Tout d’abord, j’écoute attentivement le client, je note souvent les points clés de sa demande. De cette façon, je suis sûr de les garder à l’esprit et je m’en sers également comme point de départ pour mon récit. Je laisse reposer un moment et je réfléchis à la manière dont je vais adapter mon histoire au message qu’il souhaite transmettre. Ensuite, je note mes idées, toujours sur papier. Enfin, je synthétise le tout sur ordinateur et je recherche des images qui viendront alimenter mon récit. Ce que je garde toujours à l’esprit pendant le processus de création, c’est de transmettre au client un message honnête et humain. Pour cela, je mélange son histoire avec la mienne. C’est ce qui me permet d’être vraiment direct et authentique lorsque je la présente.



Quelles sont tes sources d’inspiration ?
J’adore les concerts et j’ai moi-même joué de la musique pendant 15 ans. La pratique musicale m’a donné une autre vision du processus de création. Il s’agit de laisser son corps s’exprimer différemment. C’est aussi ce que j’essaie de faire en photographie, en capturant le mouvement, ou en danse, avec plus ou moins de succès, en essayant de laisser parler le langage corporel. Ce pont entre votre corps, votre esprit et votre âme. Il y a cette première barrière, qui consiste à maîtriser son outil, mais une fois que vous le maîtrisez, vous pouvez raconter des histoires. De plus, j’ai grandi à la campagne et j’essaie vraiment de trouver du temps pour renouer avec la nature. Je vais parfois pêcher, juste pour me vider la tête, sortir du monde numérique et trouver des sources d’inspiration réelles et authentiques.
Tes projets semblent toujours évoluer, repousser les limites en matière d’innovation. Est-ce cela qui anime Superbien ?
Nous réfléchissons constamment à la manière dont nous pouvons faire les choses différemment. Comment sortir de notre zone de confort, et nous essayons toujours d’inciter tout le monde chez Superbien à faire de même. Même avec nos clients. Nous n’hésitons pas à refuser un projet s’il n’est pas en phase avec notre façon de travailler, qui consiste à toujours innover. Parce que nous voulons toujours aller plus loin. Je suis en train de constituer des équipes avec des personnes capables de travailler sur des concepts et qui sauront nous surprendre par leur interprétation de ces concepts.

-- Matériel --

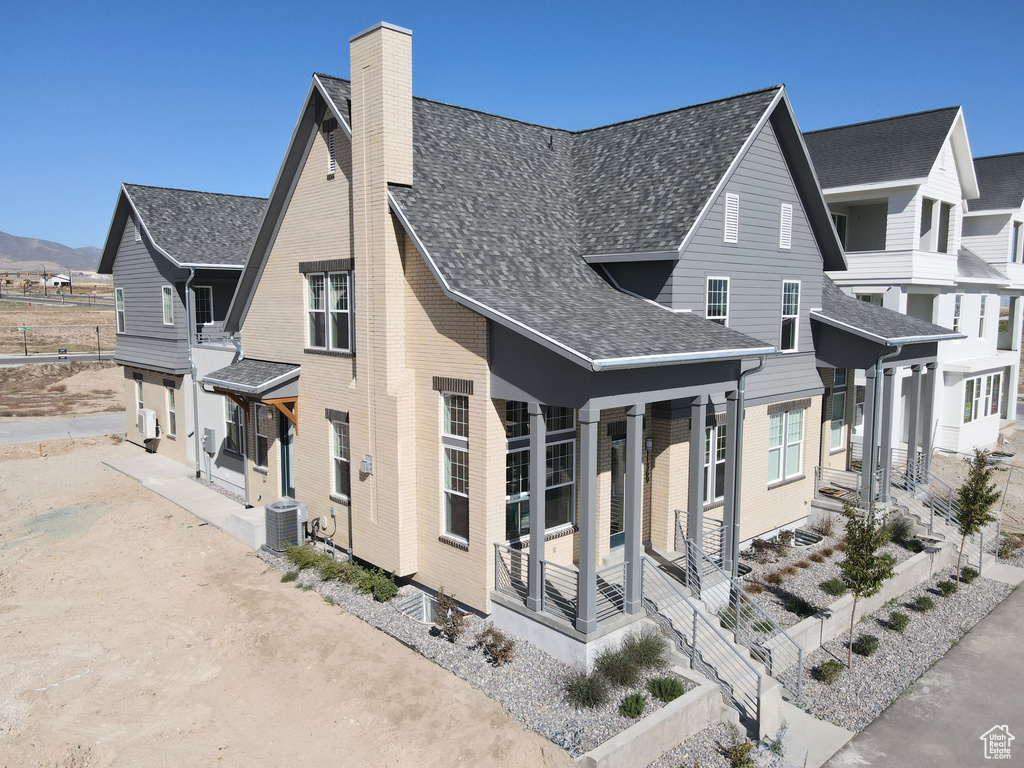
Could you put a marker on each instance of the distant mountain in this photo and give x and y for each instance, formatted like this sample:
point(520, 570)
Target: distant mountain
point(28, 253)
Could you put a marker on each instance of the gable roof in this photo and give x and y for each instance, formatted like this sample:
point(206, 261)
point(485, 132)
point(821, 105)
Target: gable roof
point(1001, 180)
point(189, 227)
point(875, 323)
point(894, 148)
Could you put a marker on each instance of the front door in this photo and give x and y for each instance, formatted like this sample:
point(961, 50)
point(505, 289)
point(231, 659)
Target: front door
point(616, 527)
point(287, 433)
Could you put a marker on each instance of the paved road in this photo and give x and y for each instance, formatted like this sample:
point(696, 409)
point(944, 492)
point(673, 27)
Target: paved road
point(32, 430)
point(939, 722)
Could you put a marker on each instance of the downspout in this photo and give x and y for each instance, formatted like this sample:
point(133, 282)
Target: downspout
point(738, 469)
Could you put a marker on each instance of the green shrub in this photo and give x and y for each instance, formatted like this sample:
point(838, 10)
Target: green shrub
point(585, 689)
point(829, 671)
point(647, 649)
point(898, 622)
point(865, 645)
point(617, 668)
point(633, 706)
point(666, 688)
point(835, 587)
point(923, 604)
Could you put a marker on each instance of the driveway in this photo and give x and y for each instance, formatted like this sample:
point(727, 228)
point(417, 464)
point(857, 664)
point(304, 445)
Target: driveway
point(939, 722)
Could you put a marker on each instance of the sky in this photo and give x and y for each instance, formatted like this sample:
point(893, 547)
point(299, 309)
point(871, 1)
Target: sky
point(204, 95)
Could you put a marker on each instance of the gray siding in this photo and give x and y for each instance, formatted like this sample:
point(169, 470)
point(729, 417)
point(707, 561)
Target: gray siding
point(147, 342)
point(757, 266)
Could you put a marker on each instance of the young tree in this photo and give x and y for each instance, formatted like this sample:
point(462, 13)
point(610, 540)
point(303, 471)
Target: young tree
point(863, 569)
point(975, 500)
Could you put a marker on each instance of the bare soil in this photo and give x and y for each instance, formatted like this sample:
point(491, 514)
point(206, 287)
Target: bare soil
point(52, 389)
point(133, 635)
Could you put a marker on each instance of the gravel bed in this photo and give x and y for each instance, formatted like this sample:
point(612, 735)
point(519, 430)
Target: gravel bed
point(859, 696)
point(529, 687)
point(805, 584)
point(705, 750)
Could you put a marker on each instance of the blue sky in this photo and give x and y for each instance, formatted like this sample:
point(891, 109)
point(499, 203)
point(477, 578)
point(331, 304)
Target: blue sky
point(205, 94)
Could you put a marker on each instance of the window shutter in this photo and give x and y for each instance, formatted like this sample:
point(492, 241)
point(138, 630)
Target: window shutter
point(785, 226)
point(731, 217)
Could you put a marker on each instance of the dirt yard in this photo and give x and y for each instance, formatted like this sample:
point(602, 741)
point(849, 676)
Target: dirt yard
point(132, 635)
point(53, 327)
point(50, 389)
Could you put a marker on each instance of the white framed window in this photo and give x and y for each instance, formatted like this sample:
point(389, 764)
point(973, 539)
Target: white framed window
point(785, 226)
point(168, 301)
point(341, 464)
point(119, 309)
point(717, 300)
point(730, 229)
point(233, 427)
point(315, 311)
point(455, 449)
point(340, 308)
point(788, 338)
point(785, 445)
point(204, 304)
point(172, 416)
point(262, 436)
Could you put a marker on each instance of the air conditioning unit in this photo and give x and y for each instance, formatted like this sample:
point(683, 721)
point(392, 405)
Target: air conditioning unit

-- Exercices à faire --
(a) Quelles disciplines artistiques la personne interrogée dit-elle pratiquer dans le texte de la page ?
(b) Recopie le passage du texte de la page qui va de « Tout d’abord, j’écoute » jusqu'à « sources d’inspiration ? » inclus, en remplaçant chaque occurrence de « récit » par « scénario ».

-- Réponses dans l'ordre --
(a) La musique, la photographie, la danse

(b)
Tout d’abord, j’écoute attentivement le client, je note souvent les points clés de sa demande. De cette façon, je suis sûr de les garder à l’esprit et je m’en sers également comme point de départ pour mon scénario. Je laisse reposer un moment et je réfléchis à la manière dont je vais adapter mon histoire au message qu’il souhaite transmettre. Ensuite, je note mes idées, toujours sur papier. Enfin, je synthétise le tout sur ordinateur et je recherche des images qui viendront alimenter mon scénario. Ce que je garde toujours à l’esprit pendant le processus de création, c’est de transmettre au client un message honnête et humain. Pour cela, je mélange son histoire avec la mienne. C’est ce qui me permet d’être vraiment direct et authentique lorsque je la présente.



Quelles sont tes sources d’inspiration ?